Extract every line of the records below verbatim, changing nothing.

-- Provided records start --

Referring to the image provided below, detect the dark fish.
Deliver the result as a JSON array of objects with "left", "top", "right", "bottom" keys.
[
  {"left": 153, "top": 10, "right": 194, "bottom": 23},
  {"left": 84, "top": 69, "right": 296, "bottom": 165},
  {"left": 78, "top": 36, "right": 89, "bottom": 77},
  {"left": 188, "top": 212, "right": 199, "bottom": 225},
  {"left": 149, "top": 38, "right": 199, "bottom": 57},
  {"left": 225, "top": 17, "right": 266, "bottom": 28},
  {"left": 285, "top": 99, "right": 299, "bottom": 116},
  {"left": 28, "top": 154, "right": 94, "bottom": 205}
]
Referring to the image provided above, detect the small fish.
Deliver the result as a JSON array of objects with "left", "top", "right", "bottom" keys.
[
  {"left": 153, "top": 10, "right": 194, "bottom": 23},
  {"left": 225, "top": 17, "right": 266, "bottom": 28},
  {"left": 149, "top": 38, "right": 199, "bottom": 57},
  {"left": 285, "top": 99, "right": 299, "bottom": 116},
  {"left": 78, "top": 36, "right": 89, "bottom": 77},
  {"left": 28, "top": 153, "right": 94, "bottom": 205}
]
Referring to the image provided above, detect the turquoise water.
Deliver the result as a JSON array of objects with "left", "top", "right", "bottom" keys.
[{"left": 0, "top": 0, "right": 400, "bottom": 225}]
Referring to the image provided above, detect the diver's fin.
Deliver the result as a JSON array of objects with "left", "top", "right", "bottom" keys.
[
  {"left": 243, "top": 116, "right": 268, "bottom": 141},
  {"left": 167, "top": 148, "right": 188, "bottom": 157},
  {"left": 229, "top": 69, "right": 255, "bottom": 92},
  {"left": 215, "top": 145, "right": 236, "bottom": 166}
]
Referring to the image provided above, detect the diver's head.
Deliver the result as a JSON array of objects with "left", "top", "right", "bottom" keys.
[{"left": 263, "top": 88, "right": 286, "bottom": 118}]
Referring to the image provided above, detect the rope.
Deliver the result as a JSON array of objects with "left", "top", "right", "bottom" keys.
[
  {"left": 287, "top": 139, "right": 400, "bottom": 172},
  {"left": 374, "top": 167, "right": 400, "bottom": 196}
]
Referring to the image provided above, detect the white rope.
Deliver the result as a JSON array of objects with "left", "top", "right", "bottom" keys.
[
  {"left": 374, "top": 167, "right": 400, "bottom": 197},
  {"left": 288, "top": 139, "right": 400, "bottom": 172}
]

-- Provided records end --

# [Result of this exercise]
Referring to the image provided below, detect the dark fish.
Deliver the result as a JSON array of objects with "left", "top", "right", "bottom" keys.
[
  {"left": 153, "top": 10, "right": 194, "bottom": 23},
  {"left": 84, "top": 69, "right": 296, "bottom": 165},
  {"left": 78, "top": 36, "right": 89, "bottom": 77},
  {"left": 188, "top": 212, "right": 199, "bottom": 225},
  {"left": 149, "top": 38, "right": 199, "bottom": 57},
  {"left": 225, "top": 17, "right": 266, "bottom": 28},
  {"left": 285, "top": 99, "right": 299, "bottom": 116},
  {"left": 28, "top": 154, "right": 94, "bottom": 205}
]
Referring to the image provided above, detect the small fish.
Deliver the result as a JSON array of objects with "left", "top", "right", "bottom" keys.
[
  {"left": 153, "top": 10, "right": 194, "bottom": 23},
  {"left": 225, "top": 17, "right": 266, "bottom": 28},
  {"left": 149, "top": 38, "right": 199, "bottom": 57},
  {"left": 285, "top": 99, "right": 299, "bottom": 116},
  {"left": 78, "top": 36, "right": 89, "bottom": 77},
  {"left": 28, "top": 153, "right": 94, "bottom": 205}
]
Referring to the image provided above, detect the turquoise water.
Deliver the result as a JSON array of objects with "left", "top", "right", "bottom" keys.
[{"left": 0, "top": 0, "right": 400, "bottom": 225}]
Referring to the image provided above, detect the diver's fin.
Deliver the result as a JSON array of objects with "left", "top", "right", "bottom" keys.
[
  {"left": 243, "top": 116, "right": 268, "bottom": 141},
  {"left": 167, "top": 148, "right": 188, "bottom": 157},
  {"left": 229, "top": 69, "right": 255, "bottom": 92},
  {"left": 215, "top": 145, "right": 236, "bottom": 166}
]
Referring to the image provided above, detect the diver's head.
Deliver the result as a JSON array of objects with "left", "top", "right", "bottom" keys.
[{"left": 263, "top": 88, "right": 286, "bottom": 118}]
Referring to the image provided above, detect the rope.
Deliver the result as a JSON array of objects with "left", "top", "right", "bottom" keys.
[
  {"left": 287, "top": 139, "right": 400, "bottom": 172},
  {"left": 374, "top": 167, "right": 400, "bottom": 196}
]
Referring to the image provided above, detect the white rope.
Deliver the result as a JSON array of objects with "left", "top", "right", "bottom" keys.
[
  {"left": 374, "top": 167, "right": 400, "bottom": 197},
  {"left": 288, "top": 139, "right": 400, "bottom": 172}
]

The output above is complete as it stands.